Named object pointing entries:
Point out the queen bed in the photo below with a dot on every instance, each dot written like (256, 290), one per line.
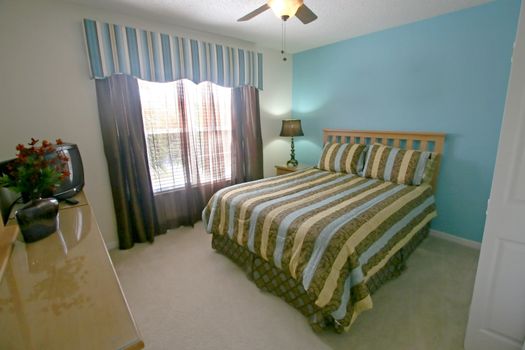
(325, 238)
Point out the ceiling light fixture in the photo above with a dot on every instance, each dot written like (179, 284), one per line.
(284, 9)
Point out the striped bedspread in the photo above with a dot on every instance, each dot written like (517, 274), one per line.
(329, 231)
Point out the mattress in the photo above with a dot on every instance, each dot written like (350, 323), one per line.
(330, 232)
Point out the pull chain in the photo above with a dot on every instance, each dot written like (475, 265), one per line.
(283, 37)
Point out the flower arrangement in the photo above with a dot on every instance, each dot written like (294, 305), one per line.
(37, 170)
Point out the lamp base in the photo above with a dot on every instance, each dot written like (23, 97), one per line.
(292, 163)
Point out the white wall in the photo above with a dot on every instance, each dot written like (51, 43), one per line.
(45, 91)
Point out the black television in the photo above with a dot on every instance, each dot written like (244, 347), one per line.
(69, 187)
(74, 183)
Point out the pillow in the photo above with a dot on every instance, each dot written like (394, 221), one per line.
(395, 164)
(342, 157)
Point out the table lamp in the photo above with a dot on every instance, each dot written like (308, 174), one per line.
(291, 128)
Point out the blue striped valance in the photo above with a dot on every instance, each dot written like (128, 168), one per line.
(116, 49)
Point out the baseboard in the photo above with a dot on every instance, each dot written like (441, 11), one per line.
(456, 239)
(112, 245)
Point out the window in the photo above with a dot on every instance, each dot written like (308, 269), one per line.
(188, 133)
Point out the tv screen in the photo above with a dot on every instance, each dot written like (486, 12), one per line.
(72, 184)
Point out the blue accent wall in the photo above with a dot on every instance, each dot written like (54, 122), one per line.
(447, 74)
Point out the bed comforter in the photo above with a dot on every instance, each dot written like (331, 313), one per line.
(329, 231)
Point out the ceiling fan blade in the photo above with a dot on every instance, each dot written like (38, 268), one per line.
(305, 14)
(254, 13)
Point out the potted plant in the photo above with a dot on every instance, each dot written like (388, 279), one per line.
(35, 173)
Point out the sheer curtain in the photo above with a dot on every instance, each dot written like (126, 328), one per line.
(199, 140)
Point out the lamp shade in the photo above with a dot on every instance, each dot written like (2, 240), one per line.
(291, 127)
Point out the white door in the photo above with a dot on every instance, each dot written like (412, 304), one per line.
(497, 313)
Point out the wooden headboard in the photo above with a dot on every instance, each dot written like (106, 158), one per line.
(422, 141)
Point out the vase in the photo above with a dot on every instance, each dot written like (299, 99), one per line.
(38, 219)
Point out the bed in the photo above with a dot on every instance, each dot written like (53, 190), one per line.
(324, 239)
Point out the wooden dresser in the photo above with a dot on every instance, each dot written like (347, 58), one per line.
(62, 292)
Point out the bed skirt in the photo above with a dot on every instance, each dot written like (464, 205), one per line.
(271, 279)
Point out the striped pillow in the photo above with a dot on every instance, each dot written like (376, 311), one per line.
(342, 157)
(395, 165)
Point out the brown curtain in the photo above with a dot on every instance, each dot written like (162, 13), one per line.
(183, 206)
(125, 148)
(247, 160)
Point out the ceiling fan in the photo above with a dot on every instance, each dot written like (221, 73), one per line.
(284, 9)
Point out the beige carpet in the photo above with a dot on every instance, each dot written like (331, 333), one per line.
(184, 295)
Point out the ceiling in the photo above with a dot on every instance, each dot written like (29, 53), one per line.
(338, 19)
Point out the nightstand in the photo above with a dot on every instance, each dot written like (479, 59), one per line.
(283, 169)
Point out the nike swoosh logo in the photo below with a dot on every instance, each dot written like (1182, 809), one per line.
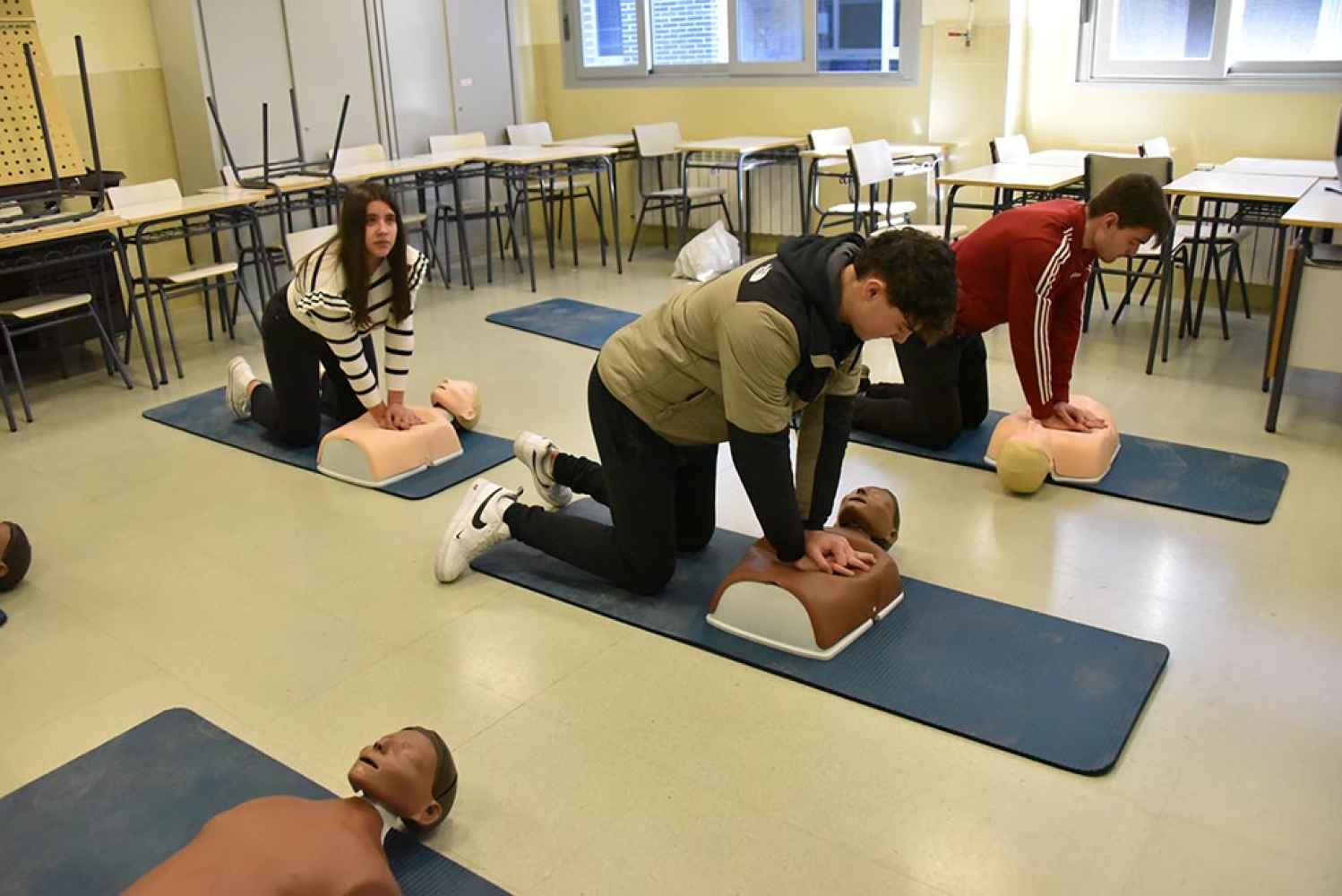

WHAT YOU ARE ASKED TO DO:
Copy the records word for word from the line with "Point out the striped pillow" through the end of the records, leaving the pictures out of your answer.

ANSWER TO THE TASK:
Point out the striped pillow in the photo above with a dot on every instance, each dot written like (376, 311), one per line.
(342, 157)
(395, 165)
Point out the brown curtain in the photo above with a dot on every instance, each dot written like (162, 13), one per line.
(183, 206)
(125, 148)
(247, 160)
Point out the ceiling fan in the photo above with a dot on every instance, each dot written like (221, 73), one per line.
(284, 9)
Point out the beige carpet in the photo above with a dot on every instance, each dot written like (331, 333), one per line.
(184, 295)
Point out the ceiling in the photo above with a dot on every instance, each dot written like (29, 53), one per line.
(338, 19)
Point out the nightstand in the photo above with a dot on every instance, each dot written like (479, 59), one per line.
(283, 169)
Point out the nike swoosh logo in the photo below with a dot on every instance, each dot written like (1182, 809), one per line.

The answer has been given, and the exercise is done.